## TEXT FOR ANALYSIS
┌──
In a layer cake of research labs nestled on separate floors in a remote corner of the Hospital of the University of Pennsylvania, a new use for an existing drug was uncovered. The drug, epothilone D (EpoD), stalled after original tests as a cancer treatment, but Perelman School of Medicine researchers have found it is effective in preventing further neurological damage and improving cognitive performance in a mouse model of Alzheimer’s disease (AD). Now, the drug company is starting to enroll AD patients in clinical trials to test the drug.
While press releases describe what the drug is and does, it’s fascinating to learn how it came to be. It’s not every day that academic researchers go so far beyond identifying a specific target by seeing an agent well into the drug development stages and discovering new uses after its initial clinical testing.
└──
## PROVIDED RECORDS
┌──
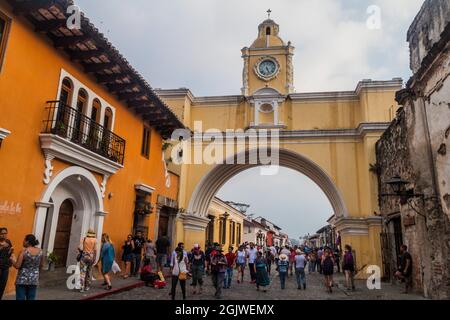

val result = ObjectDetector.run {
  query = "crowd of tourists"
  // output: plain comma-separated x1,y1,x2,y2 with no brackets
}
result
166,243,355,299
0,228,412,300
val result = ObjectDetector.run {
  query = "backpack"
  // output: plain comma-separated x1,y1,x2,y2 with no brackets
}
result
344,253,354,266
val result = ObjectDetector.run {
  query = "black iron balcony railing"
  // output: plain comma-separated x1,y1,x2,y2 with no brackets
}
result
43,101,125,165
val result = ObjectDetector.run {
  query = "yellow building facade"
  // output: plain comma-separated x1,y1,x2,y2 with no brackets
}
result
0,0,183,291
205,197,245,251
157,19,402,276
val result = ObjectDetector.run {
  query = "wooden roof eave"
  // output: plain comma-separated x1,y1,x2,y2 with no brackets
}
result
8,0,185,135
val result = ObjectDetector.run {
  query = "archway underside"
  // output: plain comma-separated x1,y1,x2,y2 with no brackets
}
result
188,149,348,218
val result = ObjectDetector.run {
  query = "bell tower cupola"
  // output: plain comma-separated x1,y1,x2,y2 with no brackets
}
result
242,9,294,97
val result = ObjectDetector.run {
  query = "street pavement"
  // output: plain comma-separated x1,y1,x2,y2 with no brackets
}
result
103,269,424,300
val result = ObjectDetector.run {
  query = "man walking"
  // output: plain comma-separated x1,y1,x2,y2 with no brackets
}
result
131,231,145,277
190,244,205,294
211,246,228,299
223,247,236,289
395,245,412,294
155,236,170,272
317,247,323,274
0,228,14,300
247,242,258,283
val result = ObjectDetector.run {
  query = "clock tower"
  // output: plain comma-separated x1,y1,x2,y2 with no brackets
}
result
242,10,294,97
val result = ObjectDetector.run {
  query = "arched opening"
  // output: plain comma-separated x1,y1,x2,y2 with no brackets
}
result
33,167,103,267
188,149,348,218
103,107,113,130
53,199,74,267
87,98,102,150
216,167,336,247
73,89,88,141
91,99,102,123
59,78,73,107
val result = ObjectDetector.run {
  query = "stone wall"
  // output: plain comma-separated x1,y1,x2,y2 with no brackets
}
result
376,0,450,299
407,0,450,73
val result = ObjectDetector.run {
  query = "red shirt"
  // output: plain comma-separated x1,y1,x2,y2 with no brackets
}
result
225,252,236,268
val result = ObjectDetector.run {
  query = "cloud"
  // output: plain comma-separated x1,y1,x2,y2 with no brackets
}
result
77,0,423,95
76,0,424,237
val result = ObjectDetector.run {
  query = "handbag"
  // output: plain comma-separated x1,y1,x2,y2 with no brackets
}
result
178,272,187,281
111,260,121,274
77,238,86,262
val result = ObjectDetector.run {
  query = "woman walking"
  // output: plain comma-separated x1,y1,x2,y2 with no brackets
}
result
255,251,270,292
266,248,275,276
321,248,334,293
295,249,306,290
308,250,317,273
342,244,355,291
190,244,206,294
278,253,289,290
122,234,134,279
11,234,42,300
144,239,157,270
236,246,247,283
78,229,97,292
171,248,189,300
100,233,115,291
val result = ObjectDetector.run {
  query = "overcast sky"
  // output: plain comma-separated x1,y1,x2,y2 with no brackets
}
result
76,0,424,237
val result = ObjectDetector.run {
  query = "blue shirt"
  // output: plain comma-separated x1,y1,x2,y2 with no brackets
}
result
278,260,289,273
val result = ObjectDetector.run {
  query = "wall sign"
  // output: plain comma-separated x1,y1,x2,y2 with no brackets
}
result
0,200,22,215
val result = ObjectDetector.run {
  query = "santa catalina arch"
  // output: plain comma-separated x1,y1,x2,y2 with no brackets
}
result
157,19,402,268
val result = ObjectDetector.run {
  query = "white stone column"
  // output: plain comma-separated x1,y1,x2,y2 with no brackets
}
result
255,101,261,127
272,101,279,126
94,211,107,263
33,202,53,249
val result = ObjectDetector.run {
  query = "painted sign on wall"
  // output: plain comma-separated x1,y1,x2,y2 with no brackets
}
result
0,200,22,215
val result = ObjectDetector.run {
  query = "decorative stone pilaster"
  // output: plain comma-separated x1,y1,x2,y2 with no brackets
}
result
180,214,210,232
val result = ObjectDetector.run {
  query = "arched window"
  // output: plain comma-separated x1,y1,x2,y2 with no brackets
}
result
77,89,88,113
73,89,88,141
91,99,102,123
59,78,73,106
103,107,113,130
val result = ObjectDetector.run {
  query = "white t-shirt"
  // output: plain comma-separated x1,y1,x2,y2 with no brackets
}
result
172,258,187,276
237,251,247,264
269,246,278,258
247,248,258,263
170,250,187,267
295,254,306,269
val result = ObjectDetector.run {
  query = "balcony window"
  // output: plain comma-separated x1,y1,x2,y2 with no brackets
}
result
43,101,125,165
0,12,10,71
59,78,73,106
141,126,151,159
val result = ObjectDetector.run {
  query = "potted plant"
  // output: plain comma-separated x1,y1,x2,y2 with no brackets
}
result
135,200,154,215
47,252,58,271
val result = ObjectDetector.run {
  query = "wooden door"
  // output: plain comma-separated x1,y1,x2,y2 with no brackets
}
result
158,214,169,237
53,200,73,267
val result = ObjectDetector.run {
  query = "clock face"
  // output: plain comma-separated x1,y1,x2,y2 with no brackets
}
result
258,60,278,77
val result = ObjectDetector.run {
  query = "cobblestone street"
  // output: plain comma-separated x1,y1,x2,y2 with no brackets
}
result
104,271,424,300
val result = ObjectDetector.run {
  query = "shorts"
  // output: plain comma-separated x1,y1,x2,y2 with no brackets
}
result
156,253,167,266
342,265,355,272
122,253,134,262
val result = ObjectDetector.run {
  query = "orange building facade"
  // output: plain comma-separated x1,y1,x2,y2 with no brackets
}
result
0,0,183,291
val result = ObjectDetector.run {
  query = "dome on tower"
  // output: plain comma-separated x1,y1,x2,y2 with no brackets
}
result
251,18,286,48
└──
┌──
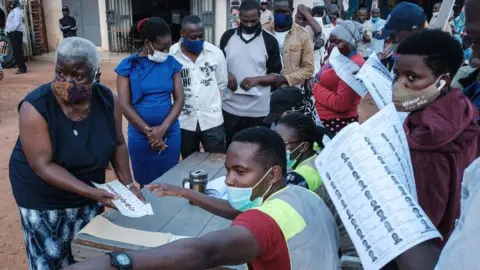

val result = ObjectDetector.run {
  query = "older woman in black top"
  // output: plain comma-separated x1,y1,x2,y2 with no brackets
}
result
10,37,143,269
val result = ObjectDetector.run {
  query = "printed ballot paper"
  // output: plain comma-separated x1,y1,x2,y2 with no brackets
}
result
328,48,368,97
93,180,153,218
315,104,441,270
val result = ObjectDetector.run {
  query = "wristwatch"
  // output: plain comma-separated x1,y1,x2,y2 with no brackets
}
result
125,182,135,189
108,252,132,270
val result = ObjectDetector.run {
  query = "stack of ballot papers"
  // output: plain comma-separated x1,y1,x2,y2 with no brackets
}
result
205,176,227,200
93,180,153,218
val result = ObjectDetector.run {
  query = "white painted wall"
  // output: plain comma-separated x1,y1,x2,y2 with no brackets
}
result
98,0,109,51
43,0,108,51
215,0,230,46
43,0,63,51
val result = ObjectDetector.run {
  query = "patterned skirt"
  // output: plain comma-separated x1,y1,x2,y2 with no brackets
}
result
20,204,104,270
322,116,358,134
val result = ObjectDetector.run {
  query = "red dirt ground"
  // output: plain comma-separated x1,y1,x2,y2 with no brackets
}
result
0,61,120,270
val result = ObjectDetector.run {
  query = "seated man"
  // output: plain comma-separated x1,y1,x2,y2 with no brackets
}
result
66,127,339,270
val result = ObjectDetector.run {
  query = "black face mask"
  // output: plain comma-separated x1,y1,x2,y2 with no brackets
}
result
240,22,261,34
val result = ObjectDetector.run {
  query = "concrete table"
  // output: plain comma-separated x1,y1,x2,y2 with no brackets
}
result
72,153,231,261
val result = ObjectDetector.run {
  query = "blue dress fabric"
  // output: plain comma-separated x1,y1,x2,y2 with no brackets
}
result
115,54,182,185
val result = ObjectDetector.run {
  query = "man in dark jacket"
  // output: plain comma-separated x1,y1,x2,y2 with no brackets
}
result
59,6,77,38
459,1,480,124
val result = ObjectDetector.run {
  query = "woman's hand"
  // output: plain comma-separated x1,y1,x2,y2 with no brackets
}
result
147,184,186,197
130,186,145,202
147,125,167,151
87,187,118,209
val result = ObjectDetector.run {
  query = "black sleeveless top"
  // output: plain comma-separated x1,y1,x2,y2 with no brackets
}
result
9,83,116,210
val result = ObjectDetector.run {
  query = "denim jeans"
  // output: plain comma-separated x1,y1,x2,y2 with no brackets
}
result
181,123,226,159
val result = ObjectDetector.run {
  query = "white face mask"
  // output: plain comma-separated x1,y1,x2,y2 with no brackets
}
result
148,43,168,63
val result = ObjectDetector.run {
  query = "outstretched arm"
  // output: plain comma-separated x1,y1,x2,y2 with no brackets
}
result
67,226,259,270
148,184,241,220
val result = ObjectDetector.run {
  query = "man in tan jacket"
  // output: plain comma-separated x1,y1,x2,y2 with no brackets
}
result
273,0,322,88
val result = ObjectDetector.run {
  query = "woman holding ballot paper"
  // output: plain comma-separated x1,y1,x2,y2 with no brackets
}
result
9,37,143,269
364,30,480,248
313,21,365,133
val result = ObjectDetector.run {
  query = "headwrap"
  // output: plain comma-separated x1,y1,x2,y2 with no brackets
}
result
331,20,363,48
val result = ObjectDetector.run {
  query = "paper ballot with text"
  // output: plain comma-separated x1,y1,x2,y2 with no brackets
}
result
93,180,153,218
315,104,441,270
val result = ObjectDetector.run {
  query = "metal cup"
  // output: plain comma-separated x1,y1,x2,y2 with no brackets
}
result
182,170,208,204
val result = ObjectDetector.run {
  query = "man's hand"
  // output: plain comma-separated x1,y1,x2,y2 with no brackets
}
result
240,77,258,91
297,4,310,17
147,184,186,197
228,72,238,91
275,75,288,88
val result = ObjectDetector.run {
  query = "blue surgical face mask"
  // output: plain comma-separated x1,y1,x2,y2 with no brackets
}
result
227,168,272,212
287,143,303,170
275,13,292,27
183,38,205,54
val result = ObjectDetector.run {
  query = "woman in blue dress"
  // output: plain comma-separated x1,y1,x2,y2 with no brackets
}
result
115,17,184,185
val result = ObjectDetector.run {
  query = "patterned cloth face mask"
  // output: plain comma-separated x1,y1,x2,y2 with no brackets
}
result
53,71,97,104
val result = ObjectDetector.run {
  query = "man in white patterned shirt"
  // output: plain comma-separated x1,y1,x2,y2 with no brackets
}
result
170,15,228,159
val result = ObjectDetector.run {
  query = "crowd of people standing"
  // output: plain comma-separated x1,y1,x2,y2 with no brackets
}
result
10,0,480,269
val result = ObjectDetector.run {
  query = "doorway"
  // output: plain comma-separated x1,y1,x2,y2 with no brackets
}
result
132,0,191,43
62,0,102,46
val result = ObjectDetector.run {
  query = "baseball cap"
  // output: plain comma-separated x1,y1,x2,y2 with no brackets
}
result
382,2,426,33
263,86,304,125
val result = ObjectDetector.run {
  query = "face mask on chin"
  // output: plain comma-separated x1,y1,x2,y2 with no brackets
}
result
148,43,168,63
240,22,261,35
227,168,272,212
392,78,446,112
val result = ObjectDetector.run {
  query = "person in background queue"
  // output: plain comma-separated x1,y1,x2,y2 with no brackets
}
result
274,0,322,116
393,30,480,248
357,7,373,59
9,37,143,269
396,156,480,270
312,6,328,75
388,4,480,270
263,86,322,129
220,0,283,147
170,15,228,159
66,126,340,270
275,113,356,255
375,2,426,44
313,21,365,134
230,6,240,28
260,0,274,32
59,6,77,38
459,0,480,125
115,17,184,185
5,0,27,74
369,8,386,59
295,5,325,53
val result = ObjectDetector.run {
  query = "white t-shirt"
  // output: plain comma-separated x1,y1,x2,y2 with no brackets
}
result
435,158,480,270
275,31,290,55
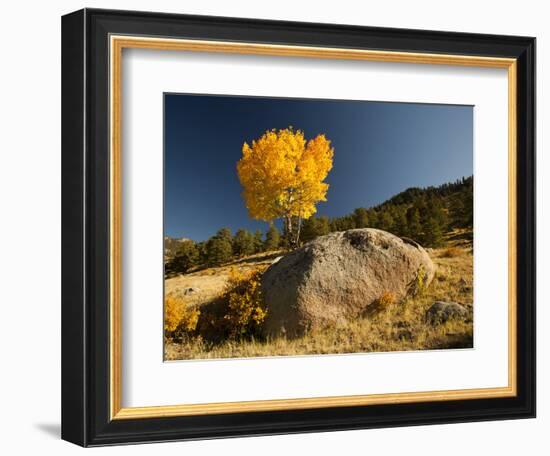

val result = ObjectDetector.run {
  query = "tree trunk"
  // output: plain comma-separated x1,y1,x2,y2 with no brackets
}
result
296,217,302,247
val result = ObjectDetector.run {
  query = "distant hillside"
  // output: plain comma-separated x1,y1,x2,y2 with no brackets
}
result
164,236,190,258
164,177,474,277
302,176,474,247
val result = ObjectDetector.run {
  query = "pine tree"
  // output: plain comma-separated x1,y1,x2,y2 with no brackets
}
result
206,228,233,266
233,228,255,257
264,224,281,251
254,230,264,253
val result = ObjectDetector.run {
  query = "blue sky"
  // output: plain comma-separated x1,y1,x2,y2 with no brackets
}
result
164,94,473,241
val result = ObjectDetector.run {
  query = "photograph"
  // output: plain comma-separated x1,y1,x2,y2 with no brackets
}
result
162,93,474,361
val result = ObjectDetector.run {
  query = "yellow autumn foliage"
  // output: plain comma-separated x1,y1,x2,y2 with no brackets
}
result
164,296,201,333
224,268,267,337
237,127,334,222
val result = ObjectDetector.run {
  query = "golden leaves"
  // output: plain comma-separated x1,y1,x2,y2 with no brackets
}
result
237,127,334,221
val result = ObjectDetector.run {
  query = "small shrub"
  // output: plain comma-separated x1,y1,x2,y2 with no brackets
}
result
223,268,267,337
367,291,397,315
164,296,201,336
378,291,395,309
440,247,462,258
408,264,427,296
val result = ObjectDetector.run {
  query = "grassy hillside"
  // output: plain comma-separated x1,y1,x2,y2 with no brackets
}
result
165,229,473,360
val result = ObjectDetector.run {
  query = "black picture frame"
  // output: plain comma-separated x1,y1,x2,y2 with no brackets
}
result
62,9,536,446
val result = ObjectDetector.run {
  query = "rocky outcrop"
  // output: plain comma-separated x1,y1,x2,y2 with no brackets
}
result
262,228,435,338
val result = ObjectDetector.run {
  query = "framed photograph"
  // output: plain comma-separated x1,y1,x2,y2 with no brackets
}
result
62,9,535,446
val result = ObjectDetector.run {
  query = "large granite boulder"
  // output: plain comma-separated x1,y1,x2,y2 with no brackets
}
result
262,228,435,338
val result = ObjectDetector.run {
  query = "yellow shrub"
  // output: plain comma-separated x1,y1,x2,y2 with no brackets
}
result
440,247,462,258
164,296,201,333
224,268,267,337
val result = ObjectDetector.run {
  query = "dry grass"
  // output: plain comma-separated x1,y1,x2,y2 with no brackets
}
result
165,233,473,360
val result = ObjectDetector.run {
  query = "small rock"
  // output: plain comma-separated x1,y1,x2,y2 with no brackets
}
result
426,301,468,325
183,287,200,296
└──
┌──
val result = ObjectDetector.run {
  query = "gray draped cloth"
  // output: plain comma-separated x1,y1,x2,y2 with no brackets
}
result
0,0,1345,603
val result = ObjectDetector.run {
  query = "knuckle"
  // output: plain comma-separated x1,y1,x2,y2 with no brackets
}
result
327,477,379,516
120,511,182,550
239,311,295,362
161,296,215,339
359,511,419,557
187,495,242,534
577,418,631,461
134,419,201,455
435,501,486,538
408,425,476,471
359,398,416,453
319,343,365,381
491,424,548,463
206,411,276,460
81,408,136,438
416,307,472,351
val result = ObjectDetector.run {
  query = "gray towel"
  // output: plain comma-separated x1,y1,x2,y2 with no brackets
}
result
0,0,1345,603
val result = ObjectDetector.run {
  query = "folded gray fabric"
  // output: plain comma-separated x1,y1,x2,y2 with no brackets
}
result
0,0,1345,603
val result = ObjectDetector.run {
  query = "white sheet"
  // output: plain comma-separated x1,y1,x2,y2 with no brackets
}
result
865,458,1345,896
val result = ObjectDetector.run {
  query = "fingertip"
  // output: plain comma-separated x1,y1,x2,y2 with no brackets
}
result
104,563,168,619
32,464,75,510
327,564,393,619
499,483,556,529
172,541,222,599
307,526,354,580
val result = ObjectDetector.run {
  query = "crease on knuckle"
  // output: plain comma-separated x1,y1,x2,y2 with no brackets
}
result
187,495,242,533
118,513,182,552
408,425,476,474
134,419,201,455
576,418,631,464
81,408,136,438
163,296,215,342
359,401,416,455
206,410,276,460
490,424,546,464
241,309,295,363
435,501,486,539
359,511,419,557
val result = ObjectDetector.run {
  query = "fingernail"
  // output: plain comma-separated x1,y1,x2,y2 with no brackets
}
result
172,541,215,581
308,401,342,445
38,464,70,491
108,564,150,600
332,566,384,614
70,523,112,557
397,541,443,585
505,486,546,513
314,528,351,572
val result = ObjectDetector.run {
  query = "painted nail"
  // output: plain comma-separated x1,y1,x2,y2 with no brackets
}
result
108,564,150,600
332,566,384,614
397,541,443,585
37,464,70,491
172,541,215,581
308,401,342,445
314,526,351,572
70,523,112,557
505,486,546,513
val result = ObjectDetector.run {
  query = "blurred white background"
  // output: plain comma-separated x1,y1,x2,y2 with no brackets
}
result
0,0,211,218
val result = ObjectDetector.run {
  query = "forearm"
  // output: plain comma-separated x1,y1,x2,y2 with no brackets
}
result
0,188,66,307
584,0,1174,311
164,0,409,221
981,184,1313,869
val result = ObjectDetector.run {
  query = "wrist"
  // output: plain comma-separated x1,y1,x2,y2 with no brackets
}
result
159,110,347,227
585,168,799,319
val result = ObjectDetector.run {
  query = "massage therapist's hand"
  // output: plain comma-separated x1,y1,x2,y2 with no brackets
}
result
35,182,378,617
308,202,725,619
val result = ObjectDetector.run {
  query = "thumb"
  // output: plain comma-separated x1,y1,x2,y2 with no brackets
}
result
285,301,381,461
└──
Continue the article about epothilone D and Alzheimer's disease, starting after its last sentence.

## RESULT BELOW
Kurt Brunden, PhD, who spearheads the drug discovery efforts at Penn’s Center for Neurodegenerative Disease Research, came to Penn from the pharmaceutical industry, with hopes of progressing the basic research being conducted here and speeding it toward clinical trials. Here, he explains how the process works at Penn, and how teamwork from across the Penn campus has helped make it possible for this academic drug discovery program to be a success.
As Dr. Brunden notes, academia can play a complementary role – alongside the typical research and development might of the pharmaceutical industry — in helping bring much-needed therapeutics into clinical trials as quickly as possible.